── Text extract ──
Many SPH codes represent stars or compact objects as sink particles (particle types whose label contains sink, compact object or point mass). These can be included in the lightcurve ray trace alongside the gas.

Enabling sinks in the ray trace

Sink particles are only traced if the rendersinks option is enabled. This is off by default (RENDERSINKS=F in splash.defaults). To turn it on, run splash interactively on a representative dump file, open the (x) cross section/3D plotting options submenu, choose option 4 (3D surface rendering), enable 3D opacity rendering if prompted, and answer yes to “Include sinks in opacity rendering”. Save your settings before running splash calc lightcurve.

Without this setting, sink particles are skipped in the opacity interpolation (they receive zero weight) and will not contribute to the synthetic lightcurve.

How sinks are treated in the calculation

When sinks are included, they are handled differently from SPH gas particles (see lightcurve.f90 and interpolate3D_opacity.f90):

Each sink is treated as a grey blackbody emitter at effective temperature \(T_{\rm eff}\) (read from the temperature column, or set with --teff; see below).
The effective radius \(R_{\rm eff}\) is taken from the sink particle’s smoothing-length column (or set with --reff). Internally this is converted to an SPH smoothing length \(h = R_{\rm eff}/W(0)\) for the column-density kernel used in the ray trace.
The bolometric luminosity of each sink is printed as \(L = 4\pi R_{\rm eff}^2 \sigma T_{\rm eff}^4\).
Opacity along the sink sightline uses the same \(\kappa\) as other particles; if \(\kappa\) is missing or non-positive for a sink, a default of 0.35 cm²/g is used.

Gas particles continue to use kernel-interpolated \(\rho\), \(T\) and \(\kappa\) as described in How the code works.

Setting \(R_{\rm eff}\) and \(T_{\rm eff}\) with `--reff` and `--teff`

Sink particles in the dump file often do not carry meaningful stellar radii or effective temperatures. Splash can overwrite these values for each sink when the data are read (in adjust_data.f90, before unit rescaling), using comma-separated lists:

`--reff=R1,R2,...`	`SPLASH_REFF`	effective radius of sink 1, sink 2, … in code units
`--teff=T1,T2,...`	`SPLASH_TEFF`	effective temperature of sink 1, sink 2, … in K

Preferred usage: pass values on the command line with --reff and --teff, as in:

splash calc lightcurve dump_* --kappa --temperature --reff=6.96e10,3.5e10 --teff=5772,4000

For a binary, the first value applies to the first sink particle, the second to the second, and so on. Only entries with values \(>\)0 are applied; omitted or zero entries leave the dump-file value unchanged.
───
── Record list ──
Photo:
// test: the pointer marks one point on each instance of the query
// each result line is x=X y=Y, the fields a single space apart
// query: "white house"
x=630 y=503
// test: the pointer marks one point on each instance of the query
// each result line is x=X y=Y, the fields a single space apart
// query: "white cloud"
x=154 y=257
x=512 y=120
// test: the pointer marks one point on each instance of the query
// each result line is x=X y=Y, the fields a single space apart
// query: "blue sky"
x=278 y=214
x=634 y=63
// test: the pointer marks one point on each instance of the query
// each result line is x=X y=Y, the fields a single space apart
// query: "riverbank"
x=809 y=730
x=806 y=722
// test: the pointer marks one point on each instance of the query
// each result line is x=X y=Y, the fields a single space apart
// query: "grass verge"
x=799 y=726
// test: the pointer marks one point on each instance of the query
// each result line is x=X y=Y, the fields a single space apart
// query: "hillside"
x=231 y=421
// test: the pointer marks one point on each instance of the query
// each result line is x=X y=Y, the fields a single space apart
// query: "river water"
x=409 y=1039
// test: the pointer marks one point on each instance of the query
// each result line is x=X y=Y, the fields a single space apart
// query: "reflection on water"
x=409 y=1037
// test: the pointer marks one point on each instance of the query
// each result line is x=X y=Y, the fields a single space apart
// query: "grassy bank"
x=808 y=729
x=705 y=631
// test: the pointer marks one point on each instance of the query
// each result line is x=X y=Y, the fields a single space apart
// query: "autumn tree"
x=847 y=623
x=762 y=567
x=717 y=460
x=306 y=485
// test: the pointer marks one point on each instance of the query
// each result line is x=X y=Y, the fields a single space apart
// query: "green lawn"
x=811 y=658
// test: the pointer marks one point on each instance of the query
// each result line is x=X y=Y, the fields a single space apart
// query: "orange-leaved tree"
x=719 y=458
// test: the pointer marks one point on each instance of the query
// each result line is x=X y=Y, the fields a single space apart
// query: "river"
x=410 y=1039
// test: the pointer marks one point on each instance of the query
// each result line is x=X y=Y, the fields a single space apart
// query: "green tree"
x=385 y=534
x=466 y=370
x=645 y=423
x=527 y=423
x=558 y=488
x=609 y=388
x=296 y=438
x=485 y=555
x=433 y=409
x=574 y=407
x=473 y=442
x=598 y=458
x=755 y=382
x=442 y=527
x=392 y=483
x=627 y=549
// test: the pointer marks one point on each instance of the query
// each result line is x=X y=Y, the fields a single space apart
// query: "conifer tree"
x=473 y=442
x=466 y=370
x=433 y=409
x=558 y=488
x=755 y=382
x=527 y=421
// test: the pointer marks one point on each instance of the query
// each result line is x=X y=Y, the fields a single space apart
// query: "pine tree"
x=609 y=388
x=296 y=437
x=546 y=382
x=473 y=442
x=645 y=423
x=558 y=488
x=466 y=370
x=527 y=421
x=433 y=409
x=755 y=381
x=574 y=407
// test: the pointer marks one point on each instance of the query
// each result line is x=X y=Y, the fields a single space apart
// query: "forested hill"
───
── Record list ──
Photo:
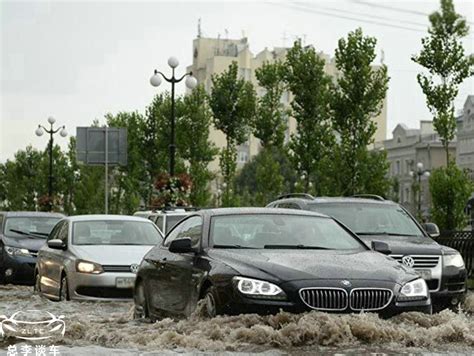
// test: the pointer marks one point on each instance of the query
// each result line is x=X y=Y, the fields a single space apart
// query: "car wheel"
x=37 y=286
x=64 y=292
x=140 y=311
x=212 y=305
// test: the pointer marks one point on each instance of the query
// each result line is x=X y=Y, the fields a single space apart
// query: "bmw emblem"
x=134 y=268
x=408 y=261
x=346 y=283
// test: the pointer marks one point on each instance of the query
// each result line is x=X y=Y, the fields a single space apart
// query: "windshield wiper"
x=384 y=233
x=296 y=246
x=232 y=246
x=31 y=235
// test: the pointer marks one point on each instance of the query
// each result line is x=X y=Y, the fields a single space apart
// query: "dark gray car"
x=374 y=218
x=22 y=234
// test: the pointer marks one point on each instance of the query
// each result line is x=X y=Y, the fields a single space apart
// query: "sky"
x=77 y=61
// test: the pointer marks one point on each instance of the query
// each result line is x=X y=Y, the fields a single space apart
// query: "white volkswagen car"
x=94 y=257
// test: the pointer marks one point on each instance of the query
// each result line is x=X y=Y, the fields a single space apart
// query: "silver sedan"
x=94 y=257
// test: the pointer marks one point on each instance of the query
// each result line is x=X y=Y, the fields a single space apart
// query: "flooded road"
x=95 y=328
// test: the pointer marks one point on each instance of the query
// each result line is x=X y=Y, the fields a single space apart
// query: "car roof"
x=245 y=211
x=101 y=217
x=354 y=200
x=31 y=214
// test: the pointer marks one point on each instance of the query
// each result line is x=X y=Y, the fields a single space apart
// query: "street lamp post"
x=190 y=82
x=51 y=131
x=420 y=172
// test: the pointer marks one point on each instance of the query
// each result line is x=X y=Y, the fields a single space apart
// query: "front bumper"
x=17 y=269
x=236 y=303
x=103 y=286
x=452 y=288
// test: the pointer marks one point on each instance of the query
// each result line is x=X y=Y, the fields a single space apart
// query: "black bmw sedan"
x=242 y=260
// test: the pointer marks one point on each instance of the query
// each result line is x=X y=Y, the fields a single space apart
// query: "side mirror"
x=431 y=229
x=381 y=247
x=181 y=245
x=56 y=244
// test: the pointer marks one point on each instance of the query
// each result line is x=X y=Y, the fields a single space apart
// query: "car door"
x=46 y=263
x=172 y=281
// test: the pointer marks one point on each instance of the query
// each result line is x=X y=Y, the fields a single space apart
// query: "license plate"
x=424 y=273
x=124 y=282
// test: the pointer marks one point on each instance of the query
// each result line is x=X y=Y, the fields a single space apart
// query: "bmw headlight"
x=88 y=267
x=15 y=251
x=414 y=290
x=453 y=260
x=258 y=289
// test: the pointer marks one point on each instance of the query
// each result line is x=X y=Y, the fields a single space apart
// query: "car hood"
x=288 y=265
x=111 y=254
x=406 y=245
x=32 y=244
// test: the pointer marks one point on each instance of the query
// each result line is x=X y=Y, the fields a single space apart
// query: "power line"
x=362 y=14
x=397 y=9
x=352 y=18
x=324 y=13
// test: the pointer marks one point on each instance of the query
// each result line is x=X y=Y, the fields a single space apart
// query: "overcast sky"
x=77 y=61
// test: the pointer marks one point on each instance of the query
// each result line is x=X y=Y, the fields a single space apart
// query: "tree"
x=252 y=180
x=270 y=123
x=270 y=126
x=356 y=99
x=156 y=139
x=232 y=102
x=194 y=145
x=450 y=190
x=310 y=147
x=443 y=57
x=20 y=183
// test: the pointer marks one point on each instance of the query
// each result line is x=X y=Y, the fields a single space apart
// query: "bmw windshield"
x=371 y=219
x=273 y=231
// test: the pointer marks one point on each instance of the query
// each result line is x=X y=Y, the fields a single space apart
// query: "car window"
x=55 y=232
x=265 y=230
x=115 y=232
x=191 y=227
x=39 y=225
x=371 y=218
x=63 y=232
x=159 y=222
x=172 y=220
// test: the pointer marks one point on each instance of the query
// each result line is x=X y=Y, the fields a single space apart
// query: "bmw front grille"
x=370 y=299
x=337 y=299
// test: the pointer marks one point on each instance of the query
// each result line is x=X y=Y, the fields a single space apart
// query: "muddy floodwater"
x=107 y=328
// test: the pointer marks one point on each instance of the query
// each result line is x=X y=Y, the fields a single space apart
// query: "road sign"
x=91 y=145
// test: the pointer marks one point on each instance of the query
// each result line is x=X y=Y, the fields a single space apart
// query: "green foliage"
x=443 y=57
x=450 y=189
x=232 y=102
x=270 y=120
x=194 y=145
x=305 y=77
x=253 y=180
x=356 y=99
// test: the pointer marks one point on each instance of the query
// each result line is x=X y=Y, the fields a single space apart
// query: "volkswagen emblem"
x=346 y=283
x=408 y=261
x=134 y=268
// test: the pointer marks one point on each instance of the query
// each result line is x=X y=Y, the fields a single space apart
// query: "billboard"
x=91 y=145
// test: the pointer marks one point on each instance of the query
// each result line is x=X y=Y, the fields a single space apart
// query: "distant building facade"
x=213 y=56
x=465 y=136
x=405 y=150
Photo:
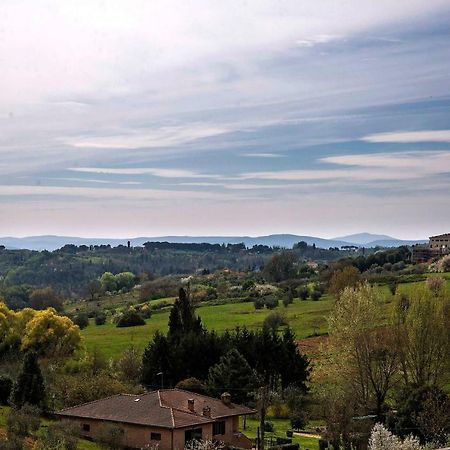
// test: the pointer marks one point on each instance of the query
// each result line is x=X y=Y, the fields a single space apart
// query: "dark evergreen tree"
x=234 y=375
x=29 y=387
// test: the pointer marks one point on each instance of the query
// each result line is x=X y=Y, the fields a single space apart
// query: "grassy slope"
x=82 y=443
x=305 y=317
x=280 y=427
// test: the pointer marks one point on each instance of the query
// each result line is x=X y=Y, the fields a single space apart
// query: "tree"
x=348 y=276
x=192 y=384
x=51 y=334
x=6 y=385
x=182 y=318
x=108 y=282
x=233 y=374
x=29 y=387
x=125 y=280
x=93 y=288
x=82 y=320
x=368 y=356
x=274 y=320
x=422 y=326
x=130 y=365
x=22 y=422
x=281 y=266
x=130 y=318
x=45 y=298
───
Task list ▸
[1] Copy out every line in the entries above that contains the string "dark". Case counts.
[2] Carry the text on sink particles in the lightcurve ray trace further, starting right after its last sentence.

Outputs in order ▸
[1]
// query: "dark gray car"
// query: "dark evergreen tree"

[2]
The same lists can be given as environment variables (export SPLASH_REFF=..., export SPLASH_TEFF=...) for backwards compatibility. Internally, splash resolves both forms via the same mechanism used for other SPLASH_* settings: the command-line flag name is the part after the last underscore in lower case (see Command line options). New scripts and workflows should use ``–reff`` and ``–teff`` rather than environment variables.

Some data reads (e.g. Phantom/sphNG) can map a Teff field from the dump into the temperature column automatically; --teff still overrides per-sink values at read time when given.

Example: single star in cgs units

After configuring cgs length units in splash and saving splash.defaults with RENDERSINKS=T:

splash calc lightcurve star_00000 --kappa --temperature --reff=6.96e10 --teff=5772

where 6.96e10 cm is approximately one solar radius and 5772 K is the solar effective temperature.

FITS and pixmap output

When splash is built with the cfitsio library (make SYSTEM=... FITS=yes), each dump processed by splash calc lightcurve writes FITS files in addition to the model spectrum (<basename>.spec):

`img_<basename>_mom0.fits`	2D map of frequency-integrated intensity (moment 0)
`img_<basename>.fits`	3D spectral cube (two spatial axes plus frequency)

Here <basename> is the dump filename without directory or extension (the same stem as <basename>.spec).

FITS output is on by default in FITS-enabled builds. Splash prints a short message at startup; use --nofits to suppress writing FITS files:

splash calc lightcurve dump_* --temperature --kappa --nofits

If splash was built without FITS support, a message explains that FITS output is not available and that you must recompile with FITS=yes.

An optional ASCII pixmap of the integrated intensity map can be written with --writepix (file lum.pix).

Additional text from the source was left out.